AIM: Edit the records from the line with "Would you mind indicating the dense" to the line with "(1188, 754)" by replacing "slender" with "narrow", and write out only those lines with nothing else altered.

[Pointing dataset records]
------
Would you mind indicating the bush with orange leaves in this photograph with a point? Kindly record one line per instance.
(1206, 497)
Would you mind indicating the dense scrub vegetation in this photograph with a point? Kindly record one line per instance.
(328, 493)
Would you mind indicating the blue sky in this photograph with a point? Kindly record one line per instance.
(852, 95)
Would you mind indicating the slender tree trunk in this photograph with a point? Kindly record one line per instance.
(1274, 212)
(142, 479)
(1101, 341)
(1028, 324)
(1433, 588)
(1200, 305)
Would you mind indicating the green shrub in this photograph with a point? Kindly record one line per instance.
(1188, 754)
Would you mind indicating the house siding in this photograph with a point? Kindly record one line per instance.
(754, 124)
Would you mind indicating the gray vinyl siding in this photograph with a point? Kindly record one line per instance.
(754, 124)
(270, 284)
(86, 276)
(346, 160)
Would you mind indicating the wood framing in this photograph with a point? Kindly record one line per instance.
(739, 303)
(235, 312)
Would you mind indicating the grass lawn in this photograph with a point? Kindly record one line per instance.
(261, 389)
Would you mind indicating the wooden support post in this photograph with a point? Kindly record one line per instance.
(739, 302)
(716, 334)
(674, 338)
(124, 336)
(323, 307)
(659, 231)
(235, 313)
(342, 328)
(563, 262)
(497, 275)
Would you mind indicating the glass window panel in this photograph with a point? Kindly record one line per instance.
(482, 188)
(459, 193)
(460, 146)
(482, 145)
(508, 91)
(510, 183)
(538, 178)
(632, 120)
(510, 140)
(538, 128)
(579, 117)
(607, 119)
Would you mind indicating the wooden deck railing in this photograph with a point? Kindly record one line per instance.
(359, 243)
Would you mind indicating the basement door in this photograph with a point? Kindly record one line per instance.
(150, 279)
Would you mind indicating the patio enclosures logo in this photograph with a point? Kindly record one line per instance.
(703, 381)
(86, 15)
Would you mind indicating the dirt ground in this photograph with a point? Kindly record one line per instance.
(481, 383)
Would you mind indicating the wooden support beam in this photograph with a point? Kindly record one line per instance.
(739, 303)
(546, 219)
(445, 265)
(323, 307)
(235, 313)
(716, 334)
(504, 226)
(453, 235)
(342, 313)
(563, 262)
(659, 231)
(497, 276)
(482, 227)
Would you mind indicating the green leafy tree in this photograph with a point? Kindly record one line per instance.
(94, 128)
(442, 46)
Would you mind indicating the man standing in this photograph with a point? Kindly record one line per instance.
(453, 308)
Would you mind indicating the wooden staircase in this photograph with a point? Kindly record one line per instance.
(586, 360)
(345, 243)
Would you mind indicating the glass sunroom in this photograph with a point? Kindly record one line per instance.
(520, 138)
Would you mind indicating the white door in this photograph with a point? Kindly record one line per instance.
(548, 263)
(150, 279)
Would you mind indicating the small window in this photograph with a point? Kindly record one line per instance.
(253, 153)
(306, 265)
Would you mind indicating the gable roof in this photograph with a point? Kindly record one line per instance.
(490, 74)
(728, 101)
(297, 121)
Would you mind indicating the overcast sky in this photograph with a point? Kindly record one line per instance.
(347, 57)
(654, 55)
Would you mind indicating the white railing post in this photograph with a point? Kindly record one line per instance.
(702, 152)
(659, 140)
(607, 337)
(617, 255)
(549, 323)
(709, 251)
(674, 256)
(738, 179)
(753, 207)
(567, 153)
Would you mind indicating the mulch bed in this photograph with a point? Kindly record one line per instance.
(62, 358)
------
OUTPUT:
Would you mind indicating the dense scrub vegetation in this photograph with a point? Kindly record one line per instance.
(328, 493)
Would you mind indicating the blue sky in this photograph with a point? Kindly record one line per instance.
(852, 95)
Would you mind indicating the narrow tree trunk in this photograph with a point? Kindly record one line per instance.
(1274, 212)
(142, 479)
(1101, 341)
(1028, 324)
(1433, 588)
(1200, 305)
Would you mind indicating the green shrub in this photograph with a point? Kindly record one line per instance.
(1188, 754)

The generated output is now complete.